Was there ever any doubt?
I feel like such a little people now.
The laws are only for us little people.
Gregory is pretty small potatoes compared to larger cases of “too big to jail.”
http://www.tulsaworld.com/business/article.aspx?subjectid=51&articleid=20121225_51_E1_CUTLIN622284
http://www.bloomberg.com/news/2012-12-20/criminal-prosecution-of-bank-ceos-sought-by-lawmakers-after-ubs.html
And, by the way, these cases have much more serious and wide ranging implications, and both parties are complicit in neglect.
One more article that sums it up…something we can all be outraged about.
http://www.nytimes.com/2012/08/26/opinion/sunday/no-crime-no-punishment.html?_r=0
Are these cases somehow supposed to make it justifiable to excuse Gregory?
Also, the selective nature of these links appears somewhat partisan to me. Did you notice the one prominent Democratic banking bigwig whose name was somehow missing from all these links? While I absolutely agree with you that banking corruption should be punished, what about Jon Corzine, who literally embezzled a billion dollars of customer funds in an effort to save his company, MF Global. Why has he not been prosecuted? Could it be because he was a fund-raiser for Obama as well as a powerful Democratic governor and senator?

* What is being asked *
Please carry on the comment thread about bankers being "too big to jail," picking up right after its last sentence.

* Dataset content *
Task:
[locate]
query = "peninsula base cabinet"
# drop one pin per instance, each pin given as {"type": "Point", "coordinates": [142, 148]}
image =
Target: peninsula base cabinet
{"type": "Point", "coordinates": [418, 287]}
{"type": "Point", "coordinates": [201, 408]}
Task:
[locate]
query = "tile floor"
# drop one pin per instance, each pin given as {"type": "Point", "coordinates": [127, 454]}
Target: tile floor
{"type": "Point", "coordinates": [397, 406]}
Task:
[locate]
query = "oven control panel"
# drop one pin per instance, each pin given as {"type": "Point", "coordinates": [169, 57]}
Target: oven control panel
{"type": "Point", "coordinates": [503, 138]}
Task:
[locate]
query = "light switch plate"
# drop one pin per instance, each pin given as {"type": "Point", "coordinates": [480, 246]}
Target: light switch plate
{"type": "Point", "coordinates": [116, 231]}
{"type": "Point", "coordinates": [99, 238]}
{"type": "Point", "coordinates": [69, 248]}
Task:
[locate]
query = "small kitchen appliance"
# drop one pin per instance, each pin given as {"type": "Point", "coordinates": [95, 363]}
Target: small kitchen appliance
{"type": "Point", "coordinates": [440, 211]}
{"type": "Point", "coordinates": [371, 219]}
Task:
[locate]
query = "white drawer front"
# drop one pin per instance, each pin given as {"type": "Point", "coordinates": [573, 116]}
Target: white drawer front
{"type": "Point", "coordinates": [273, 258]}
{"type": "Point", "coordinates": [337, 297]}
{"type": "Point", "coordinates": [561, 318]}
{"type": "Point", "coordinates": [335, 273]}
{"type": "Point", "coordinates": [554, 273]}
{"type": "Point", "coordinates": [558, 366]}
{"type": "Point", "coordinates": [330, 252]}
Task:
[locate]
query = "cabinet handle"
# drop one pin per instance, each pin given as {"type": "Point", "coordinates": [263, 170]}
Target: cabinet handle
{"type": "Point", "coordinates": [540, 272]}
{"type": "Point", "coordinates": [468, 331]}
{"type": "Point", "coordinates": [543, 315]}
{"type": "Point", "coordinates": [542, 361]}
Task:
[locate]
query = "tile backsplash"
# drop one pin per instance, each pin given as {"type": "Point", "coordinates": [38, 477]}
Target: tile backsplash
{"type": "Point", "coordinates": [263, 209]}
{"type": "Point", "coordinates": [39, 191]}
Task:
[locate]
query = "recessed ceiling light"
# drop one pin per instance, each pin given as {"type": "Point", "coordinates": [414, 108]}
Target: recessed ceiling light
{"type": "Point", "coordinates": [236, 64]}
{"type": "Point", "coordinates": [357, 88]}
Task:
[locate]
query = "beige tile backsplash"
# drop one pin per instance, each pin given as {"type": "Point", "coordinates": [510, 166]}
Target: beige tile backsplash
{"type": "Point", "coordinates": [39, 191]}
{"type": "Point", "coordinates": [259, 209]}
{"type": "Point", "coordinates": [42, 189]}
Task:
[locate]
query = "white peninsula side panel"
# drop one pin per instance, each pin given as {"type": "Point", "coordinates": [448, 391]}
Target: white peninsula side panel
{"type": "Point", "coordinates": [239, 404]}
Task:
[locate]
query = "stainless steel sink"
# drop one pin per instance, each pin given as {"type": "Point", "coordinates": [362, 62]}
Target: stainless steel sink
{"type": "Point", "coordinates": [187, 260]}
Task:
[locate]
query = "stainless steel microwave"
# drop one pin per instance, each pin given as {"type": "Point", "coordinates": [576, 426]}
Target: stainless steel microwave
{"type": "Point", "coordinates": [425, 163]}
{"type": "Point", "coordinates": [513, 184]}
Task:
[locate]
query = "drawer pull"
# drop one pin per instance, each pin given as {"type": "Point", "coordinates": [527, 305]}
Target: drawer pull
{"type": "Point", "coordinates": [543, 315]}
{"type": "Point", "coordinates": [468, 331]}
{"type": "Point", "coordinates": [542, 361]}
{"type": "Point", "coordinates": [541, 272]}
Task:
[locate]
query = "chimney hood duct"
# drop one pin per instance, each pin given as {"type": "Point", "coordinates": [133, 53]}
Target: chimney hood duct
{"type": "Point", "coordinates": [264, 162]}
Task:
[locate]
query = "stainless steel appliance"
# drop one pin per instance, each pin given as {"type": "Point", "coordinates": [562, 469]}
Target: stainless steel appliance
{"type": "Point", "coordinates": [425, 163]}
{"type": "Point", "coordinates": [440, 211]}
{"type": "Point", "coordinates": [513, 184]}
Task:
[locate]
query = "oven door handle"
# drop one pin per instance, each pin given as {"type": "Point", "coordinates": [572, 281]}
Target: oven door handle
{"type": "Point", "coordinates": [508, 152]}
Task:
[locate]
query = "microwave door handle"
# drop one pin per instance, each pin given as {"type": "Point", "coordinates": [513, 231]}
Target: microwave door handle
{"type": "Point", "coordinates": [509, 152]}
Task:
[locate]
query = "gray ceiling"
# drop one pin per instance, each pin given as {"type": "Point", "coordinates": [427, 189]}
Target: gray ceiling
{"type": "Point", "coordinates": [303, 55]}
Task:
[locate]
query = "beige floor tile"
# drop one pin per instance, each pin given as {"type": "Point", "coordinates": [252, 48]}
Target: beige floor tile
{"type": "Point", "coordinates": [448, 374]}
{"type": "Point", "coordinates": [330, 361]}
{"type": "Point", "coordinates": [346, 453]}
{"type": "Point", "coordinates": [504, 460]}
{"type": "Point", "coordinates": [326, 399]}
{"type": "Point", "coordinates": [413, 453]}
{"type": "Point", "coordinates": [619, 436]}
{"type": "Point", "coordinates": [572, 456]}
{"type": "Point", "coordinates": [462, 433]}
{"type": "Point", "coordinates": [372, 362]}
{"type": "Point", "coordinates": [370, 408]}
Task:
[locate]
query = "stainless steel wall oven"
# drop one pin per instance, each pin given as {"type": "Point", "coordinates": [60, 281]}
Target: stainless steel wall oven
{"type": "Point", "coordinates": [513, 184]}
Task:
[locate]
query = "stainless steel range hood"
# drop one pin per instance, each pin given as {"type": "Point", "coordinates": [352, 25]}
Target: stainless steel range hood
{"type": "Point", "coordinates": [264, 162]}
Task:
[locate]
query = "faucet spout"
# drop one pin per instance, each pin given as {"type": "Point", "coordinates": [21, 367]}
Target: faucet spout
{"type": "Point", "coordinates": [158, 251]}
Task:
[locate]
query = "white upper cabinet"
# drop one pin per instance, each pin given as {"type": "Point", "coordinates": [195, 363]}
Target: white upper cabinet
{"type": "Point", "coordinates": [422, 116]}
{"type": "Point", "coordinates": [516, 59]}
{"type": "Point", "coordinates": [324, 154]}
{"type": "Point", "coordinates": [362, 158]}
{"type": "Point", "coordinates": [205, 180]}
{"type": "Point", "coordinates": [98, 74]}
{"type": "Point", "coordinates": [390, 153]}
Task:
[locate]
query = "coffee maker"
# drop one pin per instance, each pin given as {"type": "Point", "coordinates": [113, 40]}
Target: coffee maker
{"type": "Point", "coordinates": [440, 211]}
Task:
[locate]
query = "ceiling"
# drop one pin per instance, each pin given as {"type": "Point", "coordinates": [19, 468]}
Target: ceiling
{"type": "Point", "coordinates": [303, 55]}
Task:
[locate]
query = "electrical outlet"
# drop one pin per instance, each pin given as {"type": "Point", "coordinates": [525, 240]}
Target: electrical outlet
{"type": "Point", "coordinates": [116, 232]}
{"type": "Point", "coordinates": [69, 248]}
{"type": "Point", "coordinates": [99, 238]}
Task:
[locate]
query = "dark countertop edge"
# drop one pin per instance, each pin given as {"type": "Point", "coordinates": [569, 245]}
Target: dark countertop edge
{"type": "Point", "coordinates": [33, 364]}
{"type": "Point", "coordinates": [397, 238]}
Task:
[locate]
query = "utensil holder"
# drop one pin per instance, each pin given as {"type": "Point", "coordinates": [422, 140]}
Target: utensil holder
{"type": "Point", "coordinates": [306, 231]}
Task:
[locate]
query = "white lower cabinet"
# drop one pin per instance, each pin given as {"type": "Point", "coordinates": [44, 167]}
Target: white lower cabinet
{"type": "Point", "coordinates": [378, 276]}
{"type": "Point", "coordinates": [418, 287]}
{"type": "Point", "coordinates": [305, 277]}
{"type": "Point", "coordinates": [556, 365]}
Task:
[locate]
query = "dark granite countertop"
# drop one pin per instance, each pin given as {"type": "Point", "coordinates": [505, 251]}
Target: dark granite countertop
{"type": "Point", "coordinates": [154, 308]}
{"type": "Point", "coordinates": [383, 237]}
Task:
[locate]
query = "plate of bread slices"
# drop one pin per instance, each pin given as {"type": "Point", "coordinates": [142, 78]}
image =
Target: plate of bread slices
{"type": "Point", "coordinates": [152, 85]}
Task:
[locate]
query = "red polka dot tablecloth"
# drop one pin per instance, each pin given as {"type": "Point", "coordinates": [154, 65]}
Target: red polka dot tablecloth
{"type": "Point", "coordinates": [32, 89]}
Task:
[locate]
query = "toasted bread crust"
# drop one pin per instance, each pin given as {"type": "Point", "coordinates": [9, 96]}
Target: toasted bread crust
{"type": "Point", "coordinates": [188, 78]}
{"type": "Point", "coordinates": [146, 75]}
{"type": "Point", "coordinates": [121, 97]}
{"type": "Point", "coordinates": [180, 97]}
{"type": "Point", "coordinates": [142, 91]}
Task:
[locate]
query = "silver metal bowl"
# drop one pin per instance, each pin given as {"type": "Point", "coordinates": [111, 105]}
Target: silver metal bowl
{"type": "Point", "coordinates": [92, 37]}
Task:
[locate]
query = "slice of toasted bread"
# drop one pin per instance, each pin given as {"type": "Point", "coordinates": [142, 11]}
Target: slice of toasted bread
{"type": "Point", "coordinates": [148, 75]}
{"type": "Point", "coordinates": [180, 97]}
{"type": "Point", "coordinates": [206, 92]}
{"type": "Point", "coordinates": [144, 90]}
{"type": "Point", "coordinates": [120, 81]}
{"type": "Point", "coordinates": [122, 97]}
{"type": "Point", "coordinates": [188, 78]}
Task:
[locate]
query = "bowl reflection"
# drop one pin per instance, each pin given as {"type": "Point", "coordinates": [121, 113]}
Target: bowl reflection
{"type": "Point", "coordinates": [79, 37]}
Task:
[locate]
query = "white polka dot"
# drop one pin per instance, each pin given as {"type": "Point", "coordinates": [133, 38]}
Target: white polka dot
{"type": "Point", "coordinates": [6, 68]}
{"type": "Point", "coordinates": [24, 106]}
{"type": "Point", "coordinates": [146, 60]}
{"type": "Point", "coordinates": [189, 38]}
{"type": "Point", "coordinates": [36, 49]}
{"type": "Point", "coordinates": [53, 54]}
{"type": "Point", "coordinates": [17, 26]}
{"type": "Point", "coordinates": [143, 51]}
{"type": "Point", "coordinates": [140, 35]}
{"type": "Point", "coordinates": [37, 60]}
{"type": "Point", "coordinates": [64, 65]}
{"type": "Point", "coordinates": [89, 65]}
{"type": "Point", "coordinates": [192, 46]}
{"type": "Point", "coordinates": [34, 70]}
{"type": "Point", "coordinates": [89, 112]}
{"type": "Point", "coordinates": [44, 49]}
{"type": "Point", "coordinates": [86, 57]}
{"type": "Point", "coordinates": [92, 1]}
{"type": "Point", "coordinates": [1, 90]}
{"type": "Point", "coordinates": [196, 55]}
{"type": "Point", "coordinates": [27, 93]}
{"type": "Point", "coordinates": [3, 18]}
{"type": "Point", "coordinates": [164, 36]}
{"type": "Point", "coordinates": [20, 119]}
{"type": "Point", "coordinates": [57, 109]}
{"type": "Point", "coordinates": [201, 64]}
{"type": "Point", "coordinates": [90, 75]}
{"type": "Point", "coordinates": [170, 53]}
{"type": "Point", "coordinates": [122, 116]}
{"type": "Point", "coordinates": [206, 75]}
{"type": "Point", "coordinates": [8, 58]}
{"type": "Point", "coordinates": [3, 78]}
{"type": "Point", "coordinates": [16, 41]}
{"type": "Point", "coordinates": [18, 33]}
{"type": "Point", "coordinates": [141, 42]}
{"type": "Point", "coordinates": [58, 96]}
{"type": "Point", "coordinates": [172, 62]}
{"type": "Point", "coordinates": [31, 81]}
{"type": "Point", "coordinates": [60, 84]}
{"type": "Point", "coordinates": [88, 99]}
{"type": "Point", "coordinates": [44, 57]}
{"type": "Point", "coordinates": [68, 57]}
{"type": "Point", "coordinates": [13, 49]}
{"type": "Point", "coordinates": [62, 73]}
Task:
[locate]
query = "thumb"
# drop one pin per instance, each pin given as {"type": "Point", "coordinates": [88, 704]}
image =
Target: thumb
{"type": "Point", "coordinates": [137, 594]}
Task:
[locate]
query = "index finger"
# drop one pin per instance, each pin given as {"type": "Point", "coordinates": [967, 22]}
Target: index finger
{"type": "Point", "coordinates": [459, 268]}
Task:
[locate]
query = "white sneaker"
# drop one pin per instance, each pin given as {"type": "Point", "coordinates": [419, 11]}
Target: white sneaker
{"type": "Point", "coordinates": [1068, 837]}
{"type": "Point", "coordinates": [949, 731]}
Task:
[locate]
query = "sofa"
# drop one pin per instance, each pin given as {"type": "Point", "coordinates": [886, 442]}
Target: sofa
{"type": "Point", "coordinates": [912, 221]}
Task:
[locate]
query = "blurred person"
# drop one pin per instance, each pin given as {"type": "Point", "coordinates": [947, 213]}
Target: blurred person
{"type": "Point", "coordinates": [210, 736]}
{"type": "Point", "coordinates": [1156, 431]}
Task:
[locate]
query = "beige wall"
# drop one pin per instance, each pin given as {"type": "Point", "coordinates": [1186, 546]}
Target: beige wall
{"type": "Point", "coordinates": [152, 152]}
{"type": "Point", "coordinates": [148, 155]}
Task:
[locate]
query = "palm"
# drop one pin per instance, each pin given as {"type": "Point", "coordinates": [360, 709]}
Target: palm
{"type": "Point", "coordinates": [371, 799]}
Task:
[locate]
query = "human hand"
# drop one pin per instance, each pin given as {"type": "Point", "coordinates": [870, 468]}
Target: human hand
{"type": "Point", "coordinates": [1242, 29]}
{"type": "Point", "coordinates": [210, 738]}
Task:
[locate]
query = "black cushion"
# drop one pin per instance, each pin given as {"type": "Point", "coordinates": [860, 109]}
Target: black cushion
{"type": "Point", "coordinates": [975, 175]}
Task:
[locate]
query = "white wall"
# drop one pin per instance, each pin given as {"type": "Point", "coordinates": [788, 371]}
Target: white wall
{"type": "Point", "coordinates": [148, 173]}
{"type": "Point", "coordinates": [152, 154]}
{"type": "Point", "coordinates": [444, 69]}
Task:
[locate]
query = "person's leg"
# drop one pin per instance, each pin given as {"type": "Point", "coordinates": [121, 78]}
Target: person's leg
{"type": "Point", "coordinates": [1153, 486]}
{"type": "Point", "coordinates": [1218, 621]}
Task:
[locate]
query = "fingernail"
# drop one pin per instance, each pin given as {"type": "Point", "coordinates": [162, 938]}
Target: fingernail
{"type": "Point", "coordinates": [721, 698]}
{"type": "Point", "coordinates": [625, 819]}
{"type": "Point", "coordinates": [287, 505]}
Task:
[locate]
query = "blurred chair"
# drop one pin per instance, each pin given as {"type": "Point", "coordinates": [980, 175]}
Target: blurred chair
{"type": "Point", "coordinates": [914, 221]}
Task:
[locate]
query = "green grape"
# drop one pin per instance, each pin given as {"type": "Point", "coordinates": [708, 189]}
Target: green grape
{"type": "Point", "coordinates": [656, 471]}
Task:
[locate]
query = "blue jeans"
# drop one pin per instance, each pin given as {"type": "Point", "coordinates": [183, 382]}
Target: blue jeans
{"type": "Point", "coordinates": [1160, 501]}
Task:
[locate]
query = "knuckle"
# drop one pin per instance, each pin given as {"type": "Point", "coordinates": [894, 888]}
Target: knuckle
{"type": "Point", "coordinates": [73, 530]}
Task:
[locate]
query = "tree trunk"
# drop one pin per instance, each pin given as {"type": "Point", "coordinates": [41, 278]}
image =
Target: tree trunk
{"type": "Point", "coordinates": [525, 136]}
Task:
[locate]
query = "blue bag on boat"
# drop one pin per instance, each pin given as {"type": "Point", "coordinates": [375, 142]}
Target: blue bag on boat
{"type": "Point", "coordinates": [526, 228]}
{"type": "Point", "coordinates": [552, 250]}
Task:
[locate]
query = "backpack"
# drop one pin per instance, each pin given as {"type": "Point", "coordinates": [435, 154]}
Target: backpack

* Response to this exercise *
I try my best to use links that are not left wing. That is why I posted Bloomberg (business) and Tulsa (red state). Can’t help myself on the Times…its still (to me) the paper of record. I don’t see this as a left wing or right wing issue…its a big vs. small issue. There are a whole host of left wing people other than Corzine you could mention here that I think got off scott-free. Have at Gregory, but I think at the end its inconsequential to any larger point. But all these titans of finance, that is another story. Their actions have changed the way we will live for decades. To me, their lack of prosecution defines the difference between big vs. small. Gregory is just an anecdote.